[Object position labeling entries]

----

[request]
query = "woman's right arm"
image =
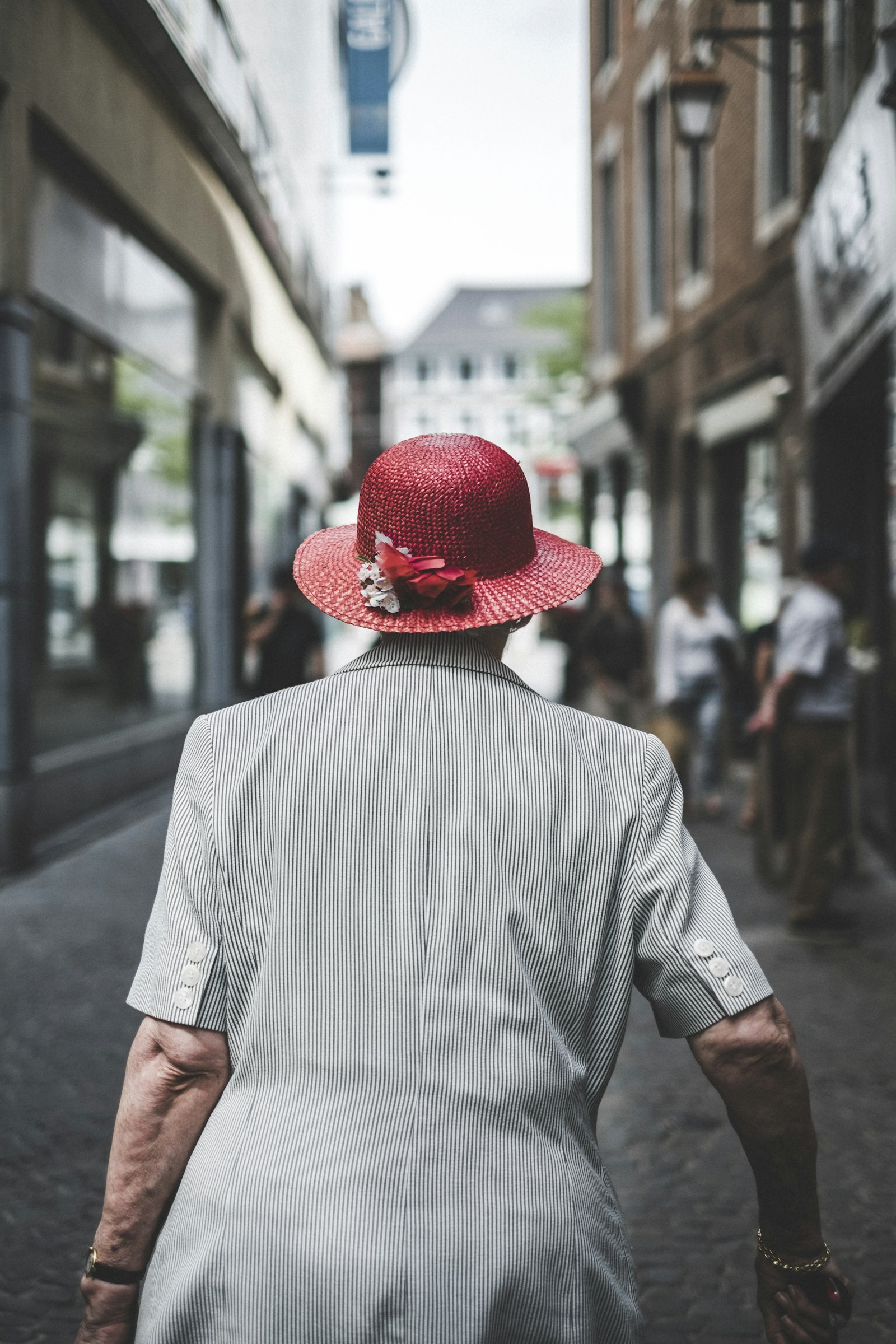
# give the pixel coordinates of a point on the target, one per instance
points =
(172, 1084)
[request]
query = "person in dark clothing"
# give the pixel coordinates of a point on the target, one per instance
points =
(288, 637)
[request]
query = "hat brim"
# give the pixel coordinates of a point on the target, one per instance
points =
(327, 568)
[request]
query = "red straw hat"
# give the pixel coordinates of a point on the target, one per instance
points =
(444, 542)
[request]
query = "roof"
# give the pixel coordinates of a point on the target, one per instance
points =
(486, 319)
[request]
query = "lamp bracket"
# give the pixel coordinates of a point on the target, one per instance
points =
(808, 32)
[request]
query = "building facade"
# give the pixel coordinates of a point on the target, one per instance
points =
(740, 320)
(167, 395)
(693, 339)
(847, 277)
(506, 365)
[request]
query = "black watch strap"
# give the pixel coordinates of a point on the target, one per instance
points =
(110, 1273)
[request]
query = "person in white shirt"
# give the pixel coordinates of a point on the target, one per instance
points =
(812, 701)
(693, 631)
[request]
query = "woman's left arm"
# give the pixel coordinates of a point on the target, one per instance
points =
(174, 1080)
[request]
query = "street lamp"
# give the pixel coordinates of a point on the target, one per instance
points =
(696, 96)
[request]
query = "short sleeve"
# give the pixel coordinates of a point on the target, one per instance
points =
(802, 644)
(691, 962)
(182, 975)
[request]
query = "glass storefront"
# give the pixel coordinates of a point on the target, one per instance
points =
(113, 531)
(760, 582)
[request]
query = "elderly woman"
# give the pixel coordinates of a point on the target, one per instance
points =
(388, 973)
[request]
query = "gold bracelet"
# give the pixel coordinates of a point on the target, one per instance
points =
(810, 1268)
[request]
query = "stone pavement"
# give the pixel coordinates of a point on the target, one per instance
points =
(70, 940)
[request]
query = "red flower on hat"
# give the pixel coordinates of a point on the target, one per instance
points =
(422, 581)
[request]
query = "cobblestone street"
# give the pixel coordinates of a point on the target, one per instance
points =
(72, 937)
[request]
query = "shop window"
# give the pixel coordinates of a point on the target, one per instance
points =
(608, 35)
(115, 543)
(609, 263)
(760, 582)
(115, 368)
(109, 281)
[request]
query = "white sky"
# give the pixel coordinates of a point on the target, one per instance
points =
(489, 158)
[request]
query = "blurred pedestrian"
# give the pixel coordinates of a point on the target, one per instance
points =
(810, 702)
(610, 648)
(389, 972)
(760, 666)
(696, 642)
(287, 636)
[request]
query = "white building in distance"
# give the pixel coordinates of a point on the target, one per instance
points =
(479, 367)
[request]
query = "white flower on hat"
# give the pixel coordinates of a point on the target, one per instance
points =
(376, 589)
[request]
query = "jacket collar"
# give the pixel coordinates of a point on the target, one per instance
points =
(450, 651)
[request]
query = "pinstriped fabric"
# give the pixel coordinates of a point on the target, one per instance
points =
(425, 894)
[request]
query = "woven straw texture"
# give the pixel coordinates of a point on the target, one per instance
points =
(460, 498)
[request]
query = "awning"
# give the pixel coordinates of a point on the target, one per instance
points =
(749, 409)
(601, 431)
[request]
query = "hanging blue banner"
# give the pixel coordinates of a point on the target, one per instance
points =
(368, 38)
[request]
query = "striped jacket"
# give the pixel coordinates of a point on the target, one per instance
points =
(416, 895)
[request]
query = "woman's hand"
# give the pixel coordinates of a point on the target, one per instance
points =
(787, 1314)
(110, 1312)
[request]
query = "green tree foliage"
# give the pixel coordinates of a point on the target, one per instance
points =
(567, 318)
(163, 414)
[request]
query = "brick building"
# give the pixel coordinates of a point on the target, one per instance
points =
(695, 340)
(743, 326)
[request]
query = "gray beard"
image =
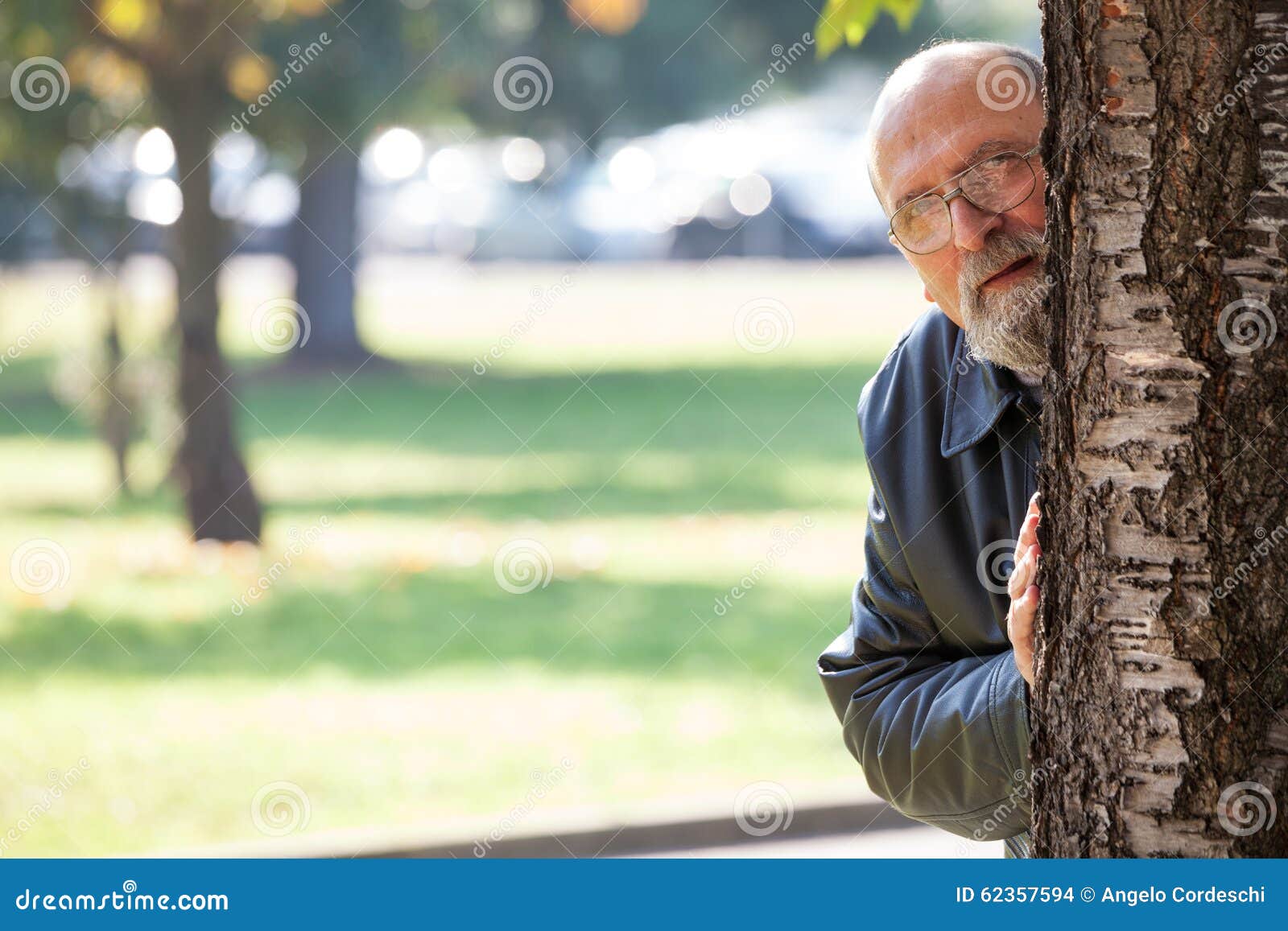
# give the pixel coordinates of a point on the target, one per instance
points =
(1010, 328)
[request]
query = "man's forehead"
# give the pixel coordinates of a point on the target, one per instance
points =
(911, 167)
(931, 122)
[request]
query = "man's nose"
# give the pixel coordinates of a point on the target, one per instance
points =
(972, 225)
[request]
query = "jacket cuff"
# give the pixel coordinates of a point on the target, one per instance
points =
(1009, 714)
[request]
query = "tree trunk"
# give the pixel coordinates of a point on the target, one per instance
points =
(1161, 708)
(221, 502)
(324, 248)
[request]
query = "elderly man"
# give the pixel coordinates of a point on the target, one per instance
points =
(931, 680)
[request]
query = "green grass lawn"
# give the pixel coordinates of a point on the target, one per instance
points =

----

[CHALLENGE] Are you able to set down all the lines above exactly, without any pictures?

[SOLVED PROBLEM]
[request]
query = "woman's right arm"
image =
# give the pixel coordinates of a point on the target, one per instance
points =
(172, 1084)
[request]
query = "person in dark clothing"
# give the pixel coordinates of a point on the target, one per instance
points =
(288, 637)
[request]
query = "hat brim"
# give the pixel coordinates of a point on the target, one per instance
points =
(327, 568)
[request]
query = "red straw hat"
# give the pixel coordinates of a point on the target, one per instance
points =
(444, 542)
[request]
query = "roof"
# give the pixel coordinates of a point on the target, one per instance
points =
(486, 319)
[request]
query = "lamp bracket"
# give the pixel coordinates of a point on the target, one per instance
points =
(808, 32)
[request]
query = "building facade"
# give the pixel coordinates of a point on the target, one per instance
points =
(740, 320)
(167, 395)
(693, 339)
(847, 277)
(506, 365)
[request]
query = "black watch strap"
# give the pixel coordinates of a point on the target, one per instance
points =
(110, 1273)
[request]
query = "person in white shirt"
# give the pixel coordinates of a point on the target, one per instance
points =
(812, 701)
(693, 631)
[request]
query = "woman's left arm"
# give the pixel coordinates of a point on the target, one per instance
points =
(174, 1080)
[request]
query = "street lamp"
# give the pixel coordinates of a point on the target, one per instance
points =
(696, 96)
[request]
query = "short sleeve"
# give the pixel coordinates of a point on the target, one per instance
points =
(802, 644)
(691, 962)
(182, 975)
[request]
query = "glass storefront"
# give the pixel coordinates of a point on the target, one per instance
points =
(113, 531)
(760, 582)
[request]
query = "elderly woman"
# give the pixel coordinates of a point on the target, one per instance
points =
(388, 973)
[request]
query = "gold bracelet"
# give the pixel coordinates of a point on the target, one per instance
points =
(810, 1268)
[request]
query = "stone pavement"
# give the pixel coordinates of a point on the target, one per instance
points =
(70, 940)
[request]
query = "red flower on hat"
# give the pixel coordinates of a point on the target, one per instance
points =
(422, 581)
[request]
query = "cobblestone street"
# give the pixel coordinates of a point on the target, one per instance
points =
(72, 937)
[request]
query = "shop window"
# give the pixel coordinates of a point on the target, one per instance
points =
(608, 35)
(115, 543)
(609, 263)
(760, 582)
(115, 368)
(109, 281)
[request]
query = "white sky"
# give the pixel coordinates of a point on the target, one per instance
points =
(489, 158)
[request]
query = "blurred pedestrian"
# give the pixel coordinates of a point on the target, one per instance
points =
(810, 702)
(610, 648)
(389, 972)
(760, 666)
(696, 642)
(287, 636)
[request]
query = "white building in distance"
# give the pixel coordinates of a point on the target, one per instance
points =
(479, 367)
[request]
query = "white flower on hat"
# give the pixel coordinates of a point on the target, one per instance
points =
(376, 589)
[request]
query = "jacket collar"
# give the pixel coordinates of a point on the target, one per instance
points =
(450, 651)
[request]
query = "pinstriped fabric"
# give the pixel coordinates of a point on the target, one per instance
points =
(425, 894)
[request]
query = "woven straw texture"
# give the pixel coordinates of a point on the target, one per instance
points =
(460, 498)
[request]
query = "awning"
# give the pixel coordinates of a point on the target, one per instance
points =
(749, 409)
(601, 431)
[request]
query = "hanging blue banner"
# give the pixel coordinates of a point on the target, one per instance
points =
(368, 38)
[request]
query = "striped jacket"
# give the pixel coordinates of a point on the target, one per instance
points =
(416, 895)
[request]
query = "woman's hand"
# give the pixel coordinates of a point on the target, one per instance
points =
(787, 1314)
(110, 1312)
[request]
query = "green tree foliage"
# give the pixel coordinates of a point on the target, one per instance
points =
(567, 318)
(163, 414)
[request]
query = "brick building"
# give the pixel coordinates of a point on the target, one per instance
points =
(695, 340)
(743, 326)
[request]
query = "gray beard"
image =
# give the pixel coordinates of a point on the target, one per instance
points =
(1010, 328)
[request]
query = "man's forehead"
# give the pixel coordinates of a point on the target, one per instance
points =
(911, 167)
(931, 122)
[request]
query = "man's nose"
# give the pixel coordinates of a point on the target, one per instance
points =
(972, 225)
[request]
query = "jacket cuff"
# give the pixel coordinates of a point on the target, one per instance
points =
(1009, 714)
[request]
query = "tree trunk"
# give the pixel coordinates of a point on the target, one per instance
points =
(1161, 708)
(221, 502)
(324, 248)
[request]
query = "elderly man"
# give the pixel coordinates of a point on the target, one per instance
points =
(931, 680)
[request]
query = "green grass lawn"
# give the pixel coordinates of a point on the target, one per instance
points =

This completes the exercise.